[Extracted text]
SPRINGFIELD, Va. — Two people are dead and 20 have been hospitalized following a respiratory outbreak at a Fairfax County assisted living facility.
The Fairfax County Health Department is conducting an outbreak investigation at the Greenspring Retirement Community in Springfield, Va.
A total of 54 people out of 263 residents became ill over the last 11 days with respiratory systems ranging from cough to pneumonia, health department officials said.
An initial release said a total 18 of those individuals have been hospitalized, and two have died. Two more people of the 54 have been hospitalized after their conditions worsened.
Health department officials said the infection is contained entirely to the assisted living facility and has not spread to any other buildings on the 58-acre campus.
Dr. Schwartz said the two patients who died were admitted to the hospital with pneumonia, but it was difficult to label that infection as the cause of their deaths, as they both had complex medical histories.
The health department said a cause hasn't been identified, and the illnesses continue to happen, but there haven't been any new hospitalizations in recent days.
The Fairfax Health Department said they have been in touch with the Centers for Disease Control about the investigation and will be sending them samples.
Respiratory outbreaks at facilities for vulnerable or the older adult populations aren't uncommon, officials said. The department said they typically see about 12 per year.
[/Extracted text]
[Record excerpts]
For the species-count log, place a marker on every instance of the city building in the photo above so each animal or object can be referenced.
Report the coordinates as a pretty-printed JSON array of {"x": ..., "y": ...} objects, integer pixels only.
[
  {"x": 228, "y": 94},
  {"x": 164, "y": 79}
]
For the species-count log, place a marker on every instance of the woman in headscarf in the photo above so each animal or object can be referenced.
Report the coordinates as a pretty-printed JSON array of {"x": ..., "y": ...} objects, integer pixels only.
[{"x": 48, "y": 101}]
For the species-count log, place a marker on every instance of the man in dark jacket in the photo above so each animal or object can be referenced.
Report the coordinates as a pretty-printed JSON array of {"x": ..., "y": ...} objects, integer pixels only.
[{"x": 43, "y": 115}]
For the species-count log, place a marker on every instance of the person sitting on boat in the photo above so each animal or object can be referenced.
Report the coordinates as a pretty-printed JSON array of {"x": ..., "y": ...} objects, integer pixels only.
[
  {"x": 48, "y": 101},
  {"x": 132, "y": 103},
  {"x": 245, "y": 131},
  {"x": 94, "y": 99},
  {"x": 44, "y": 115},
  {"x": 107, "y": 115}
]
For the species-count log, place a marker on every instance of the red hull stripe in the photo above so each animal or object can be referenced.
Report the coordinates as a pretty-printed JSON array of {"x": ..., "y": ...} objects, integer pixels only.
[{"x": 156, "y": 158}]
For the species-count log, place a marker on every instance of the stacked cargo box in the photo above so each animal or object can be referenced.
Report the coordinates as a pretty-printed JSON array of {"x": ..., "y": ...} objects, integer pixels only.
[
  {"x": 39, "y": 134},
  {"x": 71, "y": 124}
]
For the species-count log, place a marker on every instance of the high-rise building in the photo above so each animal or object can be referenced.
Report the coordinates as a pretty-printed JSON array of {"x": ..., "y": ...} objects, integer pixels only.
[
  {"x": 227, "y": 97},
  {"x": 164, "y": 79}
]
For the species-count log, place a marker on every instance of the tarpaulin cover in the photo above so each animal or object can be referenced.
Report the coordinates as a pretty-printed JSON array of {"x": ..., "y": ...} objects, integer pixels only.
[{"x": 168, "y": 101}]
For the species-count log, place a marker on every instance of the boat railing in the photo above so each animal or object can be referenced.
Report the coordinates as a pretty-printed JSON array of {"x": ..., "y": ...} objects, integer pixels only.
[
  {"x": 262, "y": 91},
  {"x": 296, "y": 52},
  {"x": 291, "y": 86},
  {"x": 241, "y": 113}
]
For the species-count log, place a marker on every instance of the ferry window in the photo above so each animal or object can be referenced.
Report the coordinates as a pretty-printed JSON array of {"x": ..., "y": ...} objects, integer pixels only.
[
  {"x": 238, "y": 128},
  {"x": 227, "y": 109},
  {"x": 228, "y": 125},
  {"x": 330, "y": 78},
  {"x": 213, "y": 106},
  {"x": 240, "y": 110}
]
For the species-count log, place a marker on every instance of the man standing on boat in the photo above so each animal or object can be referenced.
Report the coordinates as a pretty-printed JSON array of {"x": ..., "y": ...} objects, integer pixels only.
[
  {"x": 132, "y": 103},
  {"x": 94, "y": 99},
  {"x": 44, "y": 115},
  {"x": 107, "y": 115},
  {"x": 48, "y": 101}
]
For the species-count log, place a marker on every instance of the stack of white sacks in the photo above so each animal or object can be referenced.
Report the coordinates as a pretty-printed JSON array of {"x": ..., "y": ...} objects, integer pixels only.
[/Record excerpts]
▸ Problems to solve
A. Using the article on the Greenspring respiratory outbreak, answer these:
(i) How many of the 263 residents became ill, and over how many days?
(ii) How large is the campus the facility sits on?
(iii) About how many respiratory outbreaks at such facilities does the department typically see each year?
B. Pick up the article on the Greenspring respiratory outbreak after its last sentence and carry it forward.

▸ Solved tasks
A.
(i) 54 residents, over the last 11 days.
(ii) 58 acres.
(iii) About 12 per year.

B.
The department also said this particular outbreak differs in that it's occurring in July, while most outbreaks similar to this occur in the winter, or flu season.
Schwartz told WUSA 9 that Greenspring has reported several outbreaks in the last decade, including common infections, like the norovirus and influenza. However, he said those are common and Greenspring is typically a good reporter of outbreaks.
"There has been excellent collaboration between Greenspring and the health department, and appropriate measures have been taken to reduce the risk of infection and keep residents safe, including closing the facility to new admissions, cancelling group activities, keeping ill residents in their rooms, and increasing cleaning," the Fairfax County Health Department said.
Schwartz said a lab at the Virginia State Health Department in Richmond and one at INOVA Health System are testing samples to see if they can determine the exact cause of the outbreak. So far, he said all tests have come back negative.